##### Text segment
Second Base – José Altuve

Of all the players on this list, Altuve is perhaps the biggest star. A former MVP and perennial All-Star, his struggles in 2020 came as a shock to some and as a welcome sight to others.

While it’s quick to write off his past success as a product of the Astros’ cheating scandal, his success predated the known timelines of the cheating scandal. Still, it makes some wonder why his season fell flat after the cheating scandal was uncovered. Let’s dig in.

Unlike the others on this list, Altuve didn’t seem to experience a major spike in strikeout rate in 2020. While it’s true his 18.6% strikeout rate was a career-high, it was only moderately up from 2019 and continued a career trend he has shown since the introduction of StatCast in 2015. His strikeout rate was still better than the league average, and his walk rate remained above his career average.

Exit velocity, hard hit rate, and launch angle were also not concerns for Altuve in 2020, as they hovered around his established normal. It’s worth noting that Altuve has always maintained a below average exit velocity and hard hit rate.

Still, Altuve showed signs of a decline in quality of contact. His sweet spot rate dropped to a career low, and his barrel rate was his worst since 2015 by a fairly significant margin. This led to subpar expected statistics, most notably a .280 xwOBA that barely exceeded his .274 actual wOBA, and an uninspiring .303 xwOBACON. This is due at least in part to an increase in weak contact, posting a career high rate of 8.5%.

While Altuve wasn’t great against breaking pitches in 2019, he was even worse in 2020, hitting just .135 with no extra base hits in an admittedly small sample of 52 at-bats ending in breaking pitches. While some are quick to chalk that up to sign stealing, it’s not even the most concerning part of his profile.

The more concerning aspect is Altuve’s struggles with the fastball. He went from an elite hitter against the fastball in 2019 to a mediocre one in 2020. Notably, the sample size against offspeed pitches in 2020 in the graphic below is just 19 at bats, so there aren’t many conclusions that can be drawn there.

Image: Baseball Savant

Altuve’s profile is not one that would be expected to return him to stardom. However, Altuve is a player that has surprised before with his success. Given that the second base position is generally a weak one, it’s possible he returns value in 2021. There just doesn’t seem like there’s a ton to get excited about just yet. For a different type of analysis of Altuve from back in August, check out this piece from Jacob Hubbard.

Shortstop – Javier Baez

Baez broke out back in 2018, slashing .290/.326/.554 with a 131 wRC+ and backed it up in 2019 with a similar .281/.316/.531 slash. Though that was only good for a 114 wRC+ because of an increased offensive environment across the league and a low OBP, Baez appeared to have established a baseline true talent level.

Things came apart in a big way in 2020 however, with Baez slashing a dismal .203/.238/.360 with a 57 wRC+ that ranked among the league’s worst. A quick glance at the statistics shows a decline in plate discipline, a similar picture to that of Bell and Sanchez. His strikeout rate in 2020 was a career worst 31.9%, and his already low walk rate further dipped to 3.0%, ranking in the second percentile of the league. His whiff rate was 38.0% and ranked in the fourth percentile.

However, even beyond a lack of plate discipline, Baez throws up even more red flags. When he did make contact, it wasn’t of the same quality we are accustomed to seeing with Baez. His exit velocity dipped to an unimpressive 89.4 and his barrel rate dropped to 8.1. Notably, his barrel rate was identical to his 2017 season, in which he was a below-average hitter. Baez also saw declines in sweet spot percentage and xwOBACON, with both being the worst of his career. Simply put, even when Baez made contact, he wasn’t doing enough damage.
##########
##### Dataset excerpts
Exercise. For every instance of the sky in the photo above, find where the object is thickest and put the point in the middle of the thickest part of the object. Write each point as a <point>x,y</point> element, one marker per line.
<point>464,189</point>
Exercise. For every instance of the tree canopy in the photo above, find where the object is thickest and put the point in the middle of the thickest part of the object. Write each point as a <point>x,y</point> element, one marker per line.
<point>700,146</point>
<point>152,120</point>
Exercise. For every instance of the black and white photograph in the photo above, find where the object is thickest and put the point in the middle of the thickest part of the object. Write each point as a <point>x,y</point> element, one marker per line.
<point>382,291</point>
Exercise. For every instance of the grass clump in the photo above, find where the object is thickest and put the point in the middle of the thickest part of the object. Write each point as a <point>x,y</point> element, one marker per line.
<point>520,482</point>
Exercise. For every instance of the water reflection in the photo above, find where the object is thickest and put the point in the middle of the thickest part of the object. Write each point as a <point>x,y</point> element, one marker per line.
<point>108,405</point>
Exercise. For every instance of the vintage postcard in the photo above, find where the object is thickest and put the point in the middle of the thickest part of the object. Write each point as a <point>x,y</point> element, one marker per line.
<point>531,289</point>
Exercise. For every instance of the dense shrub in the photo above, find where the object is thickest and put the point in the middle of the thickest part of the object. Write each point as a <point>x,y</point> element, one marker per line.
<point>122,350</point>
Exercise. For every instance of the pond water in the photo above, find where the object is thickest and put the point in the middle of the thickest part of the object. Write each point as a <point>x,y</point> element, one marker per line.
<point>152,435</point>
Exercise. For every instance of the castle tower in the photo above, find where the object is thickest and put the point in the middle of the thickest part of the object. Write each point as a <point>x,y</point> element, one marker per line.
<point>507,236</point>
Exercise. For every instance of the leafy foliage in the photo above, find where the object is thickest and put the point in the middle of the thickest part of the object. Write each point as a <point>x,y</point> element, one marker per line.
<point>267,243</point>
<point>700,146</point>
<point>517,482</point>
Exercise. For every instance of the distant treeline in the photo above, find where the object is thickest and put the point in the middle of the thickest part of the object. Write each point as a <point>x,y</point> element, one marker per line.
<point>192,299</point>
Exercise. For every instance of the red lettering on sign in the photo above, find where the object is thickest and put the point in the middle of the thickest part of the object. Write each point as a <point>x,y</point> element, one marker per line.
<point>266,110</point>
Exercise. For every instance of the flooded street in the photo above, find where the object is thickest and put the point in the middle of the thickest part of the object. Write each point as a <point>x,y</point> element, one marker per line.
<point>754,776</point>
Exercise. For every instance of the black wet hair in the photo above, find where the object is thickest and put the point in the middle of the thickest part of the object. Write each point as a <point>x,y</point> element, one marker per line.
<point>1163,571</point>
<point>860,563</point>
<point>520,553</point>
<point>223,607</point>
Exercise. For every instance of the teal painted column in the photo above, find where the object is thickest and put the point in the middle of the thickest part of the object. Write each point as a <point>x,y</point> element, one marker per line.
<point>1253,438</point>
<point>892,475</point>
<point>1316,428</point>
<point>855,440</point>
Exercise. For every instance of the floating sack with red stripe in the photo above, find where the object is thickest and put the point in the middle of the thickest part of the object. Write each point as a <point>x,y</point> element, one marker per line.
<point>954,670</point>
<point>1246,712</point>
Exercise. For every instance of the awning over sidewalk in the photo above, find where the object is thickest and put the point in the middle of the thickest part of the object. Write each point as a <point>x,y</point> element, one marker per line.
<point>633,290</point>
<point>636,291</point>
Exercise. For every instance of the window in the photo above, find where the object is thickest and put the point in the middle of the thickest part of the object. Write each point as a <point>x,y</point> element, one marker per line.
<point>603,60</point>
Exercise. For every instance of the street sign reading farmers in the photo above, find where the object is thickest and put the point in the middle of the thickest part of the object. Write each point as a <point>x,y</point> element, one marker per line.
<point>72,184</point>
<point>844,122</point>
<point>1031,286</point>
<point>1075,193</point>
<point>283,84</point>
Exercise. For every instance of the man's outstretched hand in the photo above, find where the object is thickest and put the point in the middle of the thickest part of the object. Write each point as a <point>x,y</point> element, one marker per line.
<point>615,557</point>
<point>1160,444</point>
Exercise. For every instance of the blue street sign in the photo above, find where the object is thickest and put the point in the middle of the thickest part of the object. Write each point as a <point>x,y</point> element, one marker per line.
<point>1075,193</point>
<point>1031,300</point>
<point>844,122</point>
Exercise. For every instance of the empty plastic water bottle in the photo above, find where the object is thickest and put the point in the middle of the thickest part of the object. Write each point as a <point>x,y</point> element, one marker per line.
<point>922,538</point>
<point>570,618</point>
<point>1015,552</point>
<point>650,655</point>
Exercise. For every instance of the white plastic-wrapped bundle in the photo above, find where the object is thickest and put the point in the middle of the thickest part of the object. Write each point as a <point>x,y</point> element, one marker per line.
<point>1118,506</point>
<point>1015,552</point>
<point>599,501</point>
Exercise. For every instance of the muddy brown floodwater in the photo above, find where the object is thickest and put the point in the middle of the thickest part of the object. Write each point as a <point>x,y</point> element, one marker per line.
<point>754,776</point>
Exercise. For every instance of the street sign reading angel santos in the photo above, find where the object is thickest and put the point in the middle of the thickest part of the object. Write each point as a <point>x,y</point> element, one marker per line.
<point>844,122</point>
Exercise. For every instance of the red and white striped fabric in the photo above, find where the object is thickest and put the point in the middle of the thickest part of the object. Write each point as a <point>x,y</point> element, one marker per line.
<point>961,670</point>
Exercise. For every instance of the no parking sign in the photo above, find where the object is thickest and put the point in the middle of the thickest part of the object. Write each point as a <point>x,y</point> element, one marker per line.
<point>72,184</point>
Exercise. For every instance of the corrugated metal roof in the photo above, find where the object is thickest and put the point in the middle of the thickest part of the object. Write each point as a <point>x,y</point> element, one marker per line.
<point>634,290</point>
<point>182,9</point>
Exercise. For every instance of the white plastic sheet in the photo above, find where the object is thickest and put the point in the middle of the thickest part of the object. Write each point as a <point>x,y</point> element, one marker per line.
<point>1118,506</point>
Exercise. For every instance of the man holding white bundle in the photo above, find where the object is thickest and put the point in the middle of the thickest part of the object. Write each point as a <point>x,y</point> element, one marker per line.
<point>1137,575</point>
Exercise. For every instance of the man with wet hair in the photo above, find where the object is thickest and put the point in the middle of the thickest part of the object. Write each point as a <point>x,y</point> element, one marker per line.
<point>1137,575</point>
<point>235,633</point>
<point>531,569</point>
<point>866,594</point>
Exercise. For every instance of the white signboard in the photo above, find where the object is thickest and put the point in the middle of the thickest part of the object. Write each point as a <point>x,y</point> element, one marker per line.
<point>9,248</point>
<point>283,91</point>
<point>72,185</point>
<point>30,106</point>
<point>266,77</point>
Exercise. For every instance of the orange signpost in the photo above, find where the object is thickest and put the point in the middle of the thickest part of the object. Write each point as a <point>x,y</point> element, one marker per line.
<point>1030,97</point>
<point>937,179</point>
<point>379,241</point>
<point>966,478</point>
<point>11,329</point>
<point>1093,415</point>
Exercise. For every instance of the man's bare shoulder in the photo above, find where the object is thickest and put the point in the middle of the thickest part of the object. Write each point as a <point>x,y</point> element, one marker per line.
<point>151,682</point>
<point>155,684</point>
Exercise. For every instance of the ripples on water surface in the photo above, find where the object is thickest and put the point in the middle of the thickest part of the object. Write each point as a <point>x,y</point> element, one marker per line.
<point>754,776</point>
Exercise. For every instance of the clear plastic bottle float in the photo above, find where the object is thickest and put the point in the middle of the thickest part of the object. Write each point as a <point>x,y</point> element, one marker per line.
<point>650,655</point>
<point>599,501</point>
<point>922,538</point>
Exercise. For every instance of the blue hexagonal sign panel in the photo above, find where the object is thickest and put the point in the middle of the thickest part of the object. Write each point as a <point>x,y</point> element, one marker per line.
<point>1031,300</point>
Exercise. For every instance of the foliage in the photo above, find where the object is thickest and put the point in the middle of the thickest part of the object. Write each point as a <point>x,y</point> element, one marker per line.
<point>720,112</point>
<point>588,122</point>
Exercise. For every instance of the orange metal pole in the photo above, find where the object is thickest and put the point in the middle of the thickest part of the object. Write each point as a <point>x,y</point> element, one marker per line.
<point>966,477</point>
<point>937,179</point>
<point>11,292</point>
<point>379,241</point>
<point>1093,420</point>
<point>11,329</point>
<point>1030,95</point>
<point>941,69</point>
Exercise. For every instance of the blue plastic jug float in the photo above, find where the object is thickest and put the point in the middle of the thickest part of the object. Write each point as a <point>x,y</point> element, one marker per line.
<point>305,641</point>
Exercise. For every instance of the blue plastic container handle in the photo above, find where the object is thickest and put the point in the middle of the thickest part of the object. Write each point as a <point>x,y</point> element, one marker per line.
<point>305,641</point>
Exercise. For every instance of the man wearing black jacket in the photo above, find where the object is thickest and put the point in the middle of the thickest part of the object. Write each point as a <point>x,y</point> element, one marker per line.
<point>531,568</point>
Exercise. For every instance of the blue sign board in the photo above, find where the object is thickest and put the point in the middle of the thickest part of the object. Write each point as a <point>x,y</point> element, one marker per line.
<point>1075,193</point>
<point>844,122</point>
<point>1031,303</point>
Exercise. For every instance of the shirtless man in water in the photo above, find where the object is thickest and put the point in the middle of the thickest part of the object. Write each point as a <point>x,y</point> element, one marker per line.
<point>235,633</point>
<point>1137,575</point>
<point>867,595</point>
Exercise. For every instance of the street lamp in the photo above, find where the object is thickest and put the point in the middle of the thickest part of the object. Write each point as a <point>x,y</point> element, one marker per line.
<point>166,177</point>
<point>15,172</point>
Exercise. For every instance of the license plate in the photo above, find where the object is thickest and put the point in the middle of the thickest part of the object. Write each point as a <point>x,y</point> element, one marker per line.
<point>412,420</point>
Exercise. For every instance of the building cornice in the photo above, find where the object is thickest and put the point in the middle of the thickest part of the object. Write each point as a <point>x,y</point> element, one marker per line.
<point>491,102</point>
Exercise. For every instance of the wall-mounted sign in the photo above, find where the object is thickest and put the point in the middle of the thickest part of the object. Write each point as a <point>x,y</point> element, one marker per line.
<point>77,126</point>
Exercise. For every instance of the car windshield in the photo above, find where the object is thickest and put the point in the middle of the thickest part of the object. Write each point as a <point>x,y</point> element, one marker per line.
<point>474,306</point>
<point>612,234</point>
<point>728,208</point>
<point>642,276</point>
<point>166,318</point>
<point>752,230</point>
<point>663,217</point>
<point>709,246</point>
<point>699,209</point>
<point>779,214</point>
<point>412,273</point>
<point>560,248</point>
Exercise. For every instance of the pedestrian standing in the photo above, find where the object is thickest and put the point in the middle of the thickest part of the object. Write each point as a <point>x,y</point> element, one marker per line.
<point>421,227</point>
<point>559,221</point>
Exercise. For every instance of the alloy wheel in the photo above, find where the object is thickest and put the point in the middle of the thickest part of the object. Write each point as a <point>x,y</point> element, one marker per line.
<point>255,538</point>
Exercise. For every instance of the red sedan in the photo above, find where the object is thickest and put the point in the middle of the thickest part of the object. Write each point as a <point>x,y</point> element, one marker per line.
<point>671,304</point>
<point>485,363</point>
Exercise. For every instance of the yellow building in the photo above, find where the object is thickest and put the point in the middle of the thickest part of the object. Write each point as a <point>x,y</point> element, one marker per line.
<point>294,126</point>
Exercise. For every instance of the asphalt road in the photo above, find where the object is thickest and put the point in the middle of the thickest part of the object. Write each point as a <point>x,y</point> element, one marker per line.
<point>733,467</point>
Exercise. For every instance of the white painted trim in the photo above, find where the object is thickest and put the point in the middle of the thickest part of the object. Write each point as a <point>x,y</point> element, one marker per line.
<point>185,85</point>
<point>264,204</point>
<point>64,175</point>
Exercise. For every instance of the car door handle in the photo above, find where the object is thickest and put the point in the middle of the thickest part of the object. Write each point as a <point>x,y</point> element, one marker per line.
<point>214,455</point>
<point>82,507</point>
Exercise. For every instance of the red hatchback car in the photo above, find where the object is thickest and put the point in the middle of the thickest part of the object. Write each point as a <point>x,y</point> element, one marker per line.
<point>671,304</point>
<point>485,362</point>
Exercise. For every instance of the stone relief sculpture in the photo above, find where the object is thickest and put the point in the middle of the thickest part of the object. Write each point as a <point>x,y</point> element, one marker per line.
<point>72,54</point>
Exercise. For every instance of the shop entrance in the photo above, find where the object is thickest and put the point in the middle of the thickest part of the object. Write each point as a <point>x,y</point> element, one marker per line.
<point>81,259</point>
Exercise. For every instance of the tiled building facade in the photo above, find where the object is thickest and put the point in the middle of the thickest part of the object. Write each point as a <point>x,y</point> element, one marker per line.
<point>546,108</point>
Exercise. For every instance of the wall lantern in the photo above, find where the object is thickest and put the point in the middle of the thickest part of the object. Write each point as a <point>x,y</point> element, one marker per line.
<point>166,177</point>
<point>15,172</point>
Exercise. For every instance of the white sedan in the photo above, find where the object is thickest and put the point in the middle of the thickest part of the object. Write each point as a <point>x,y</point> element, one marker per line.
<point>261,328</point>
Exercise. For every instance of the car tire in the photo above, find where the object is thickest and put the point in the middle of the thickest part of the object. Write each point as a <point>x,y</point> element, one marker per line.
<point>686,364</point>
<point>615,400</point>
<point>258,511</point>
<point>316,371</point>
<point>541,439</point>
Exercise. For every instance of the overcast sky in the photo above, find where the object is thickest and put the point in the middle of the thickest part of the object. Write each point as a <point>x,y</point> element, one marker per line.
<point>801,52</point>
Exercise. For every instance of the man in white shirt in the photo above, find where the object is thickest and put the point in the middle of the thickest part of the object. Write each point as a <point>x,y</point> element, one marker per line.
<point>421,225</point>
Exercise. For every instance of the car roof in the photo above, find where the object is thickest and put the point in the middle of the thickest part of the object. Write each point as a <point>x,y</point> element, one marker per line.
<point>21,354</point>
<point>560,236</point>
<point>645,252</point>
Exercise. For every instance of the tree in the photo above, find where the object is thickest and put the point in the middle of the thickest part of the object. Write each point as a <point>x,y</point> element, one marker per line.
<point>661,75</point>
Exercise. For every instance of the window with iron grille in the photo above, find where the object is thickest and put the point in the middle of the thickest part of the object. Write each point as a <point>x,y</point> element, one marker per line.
##########
• _Problems to solve_:
- A) From the baseball analysis text, list each figure given with a percent sign for Baez's 2020 season, along with the statistic it measures.
- B) Condense the paragraph of the baseball analysis text that begins "Still, Altuve showed signs of a decline" into a short bulleted list that keeps its main facts.
- C) Write the next part of the baseball analysis text, picking up right after its final sentence.

• _Answer list_:
- A)
- Strikeout rate: 31.9%
- Walk rate: 3.0%
- Whiff rate: 38.0%

- B)
- Altuve's quality of contact declined in 2020.
- His sweet spot rate fell to a career low.
- His barrel rate was his worst since 2015 by a fairly significant margin.
- His expected statistics were subpar: a .280 xwOBA, barely above his .274 actual wOBA, and a .303 xwOBACON.
- An increase in weak contact, which reached a career-high 8.5%, was at least partly responsible.

- C)
Much like Bell, Baez suddenly seemed to forget how to hit breaking pitches. He went from elite in 2019 to downright awful in 2020. Notably, while he hit for his highest average against fastballs, he slugged just .398 off the fastball in 2020, a far cry from his .520 SLG against fastballs in 2020. It’s important to note that the offspeed pitch data below consisted of just 22 at-bats in 2020, so we can’t draw any meaningful conclusions from that small sample.

Image: Baseball Savant

Baez has always had a concerning offensive profile given his high strikeout rate and almost non-existent walk-rate. In his two good seasons, he made up for that with quality contact, something he could not replicate in 2020. While it’s possible that the short season and time off played a role in that, Baez’s profile is too concerning to buy into for 2021, especially given the multitude of other options.

Third Base – Nolan Arenado

From 2015 through 2019, Arenado hit at least 37 HR and posted a wRC+ of no less than 121 in each season. For baseball traditionalists, Arenado also drove in at least 97 runs and scored at least 110 each year, while batting .287 or higher. Simply put, Arenado was as reliable of a hitter as you can get.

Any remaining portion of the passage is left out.